TASK GOAL: Can you repeat every line of the listing below word for word, without adding, dropping, or changing anything?
--- DATA TO PROCESS ---
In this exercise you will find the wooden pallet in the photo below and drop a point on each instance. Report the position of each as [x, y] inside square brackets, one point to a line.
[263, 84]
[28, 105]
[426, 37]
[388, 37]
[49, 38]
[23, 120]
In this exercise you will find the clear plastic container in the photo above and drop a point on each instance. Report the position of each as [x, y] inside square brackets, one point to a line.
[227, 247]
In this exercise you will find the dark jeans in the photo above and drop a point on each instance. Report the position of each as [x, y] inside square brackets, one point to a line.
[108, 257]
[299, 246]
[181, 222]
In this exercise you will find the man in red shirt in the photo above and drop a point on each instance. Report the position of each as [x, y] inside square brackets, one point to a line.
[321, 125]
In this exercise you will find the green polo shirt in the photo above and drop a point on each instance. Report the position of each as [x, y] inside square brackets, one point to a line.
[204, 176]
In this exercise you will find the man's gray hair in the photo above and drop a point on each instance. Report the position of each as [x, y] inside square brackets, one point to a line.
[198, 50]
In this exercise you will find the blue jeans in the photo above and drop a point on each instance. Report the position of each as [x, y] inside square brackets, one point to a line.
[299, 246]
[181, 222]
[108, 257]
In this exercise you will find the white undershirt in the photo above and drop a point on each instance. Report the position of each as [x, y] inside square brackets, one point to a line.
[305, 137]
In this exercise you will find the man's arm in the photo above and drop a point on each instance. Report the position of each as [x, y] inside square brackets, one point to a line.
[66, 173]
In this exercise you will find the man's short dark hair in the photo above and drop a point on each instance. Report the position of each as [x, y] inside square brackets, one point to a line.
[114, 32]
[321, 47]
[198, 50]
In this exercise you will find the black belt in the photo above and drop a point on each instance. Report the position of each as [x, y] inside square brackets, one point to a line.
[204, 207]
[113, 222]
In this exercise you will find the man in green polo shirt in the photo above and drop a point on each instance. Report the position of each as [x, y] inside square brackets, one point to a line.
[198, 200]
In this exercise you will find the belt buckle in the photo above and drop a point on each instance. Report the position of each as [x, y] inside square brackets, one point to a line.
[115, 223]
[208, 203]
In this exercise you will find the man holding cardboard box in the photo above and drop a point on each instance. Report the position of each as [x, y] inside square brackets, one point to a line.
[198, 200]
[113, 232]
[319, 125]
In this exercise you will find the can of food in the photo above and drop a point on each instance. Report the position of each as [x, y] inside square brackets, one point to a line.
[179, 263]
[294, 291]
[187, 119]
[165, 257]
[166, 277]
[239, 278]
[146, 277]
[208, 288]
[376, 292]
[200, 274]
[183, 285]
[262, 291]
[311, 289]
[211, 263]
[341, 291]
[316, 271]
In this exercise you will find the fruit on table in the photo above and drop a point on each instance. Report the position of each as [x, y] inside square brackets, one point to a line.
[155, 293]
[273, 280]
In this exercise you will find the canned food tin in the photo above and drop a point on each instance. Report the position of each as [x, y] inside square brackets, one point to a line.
---
ANSWER TO THIS EXERCISE:
In this exercise you will find the wooden pallet in the photo below and drop a point on each instance. Report the position of each as [x, y] inside square brackets, one point to a line.
[263, 84]
[28, 105]
[426, 37]
[388, 37]
[49, 38]
[23, 120]
In this exercise you will find the clear plastic container in the photo above and drop a point on each instance. Report the position of each as [x, y] inside square brackets, one point to a line.
[227, 247]
In this exercise you will find the dark jeans in the photo above and drop a point on each instance. Report the position of each as [x, y] inside square brackets, one point to a line.
[108, 257]
[299, 246]
[181, 222]
In this exercise you will find the man in red shirt in the photo above and drop a point on each instance. Report the position of each as [x, y] inside square brackets, one point to a line.
[321, 125]
In this exercise you will find the green polo shirt in the photo above and drop a point on each instance. Report the position of each as [x, y] inside square brackets, one point to a line.
[204, 176]
In this exercise you will find the man's gray hair in the photo above and drop a point on each instance. Report the position of each as [x, y] inside square brackets, one point to a line.
[198, 50]
In this exercise you will find the blue jeans in the photo above and drop a point on each instance. Report the position of each as [x, y] inside square brackets, one point to a line.
[299, 246]
[181, 222]
[108, 257]
In this exercise you will find the white undershirt in the photo above and drop a point on each instance. Report the position of each as [x, y] inside square brackets, one point to a line.
[305, 137]
In this exercise you will find the man's arm in the photo above and drop a point on each instance. Report the position of each as [x, y] inside square brackets, one point to a line.
[66, 173]
In this exercise you will find the man's short dark hair in the photo above and drop a point on each instance. Report the position of each as [x, y] inside square brackets, one point to a line.
[114, 32]
[321, 47]
[198, 50]
In this exercise you will find the black belt in the photo above and drop a point on each instance. Report the position of each as [x, y] inside square brackets, one point to a line.
[204, 207]
[113, 222]
In this exercise you will find the man in green polo shirt in the photo above and drop a point on each instance. Report the position of each as [x, y] inside square brackets, one point to a line.
[198, 200]
In this exercise you will find the belt buckle in the photo above and drop a point on each instance. Report the position of each as [x, y] inside square brackets, one point to a line.
[115, 223]
[208, 203]
In this exercise you will find the man holding cardboard box in the photo above and drop a point on each instance. Report the position of each as [x, y] inside square brackets, one point to a line.
[198, 200]
[113, 232]
[319, 125]
In this exercise you will find the can of food in the photo above and drop a point on each instance. Report the position of each as [x, y] inside square brackets, one point to a line.
[179, 263]
[294, 291]
[187, 119]
[165, 257]
[166, 277]
[239, 278]
[146, 277]
[208, 288]
[376, 292]
[200, 274]
[183, 285]
[262, 291]
[311, 289]
[211, 263]
[341, 291]
[316, 271]
In this exercise you will find the fruit on table in the photo above and drop a point on each instance. Report the position of each as [x, y] inside square brackets, one point to a line.
[155, 293]
[273, 280]
In this exercise you will find the canned food tin in the photo above and drop a point on each instance. Report the position of each as [x, y] inside square brackets, one point to a line.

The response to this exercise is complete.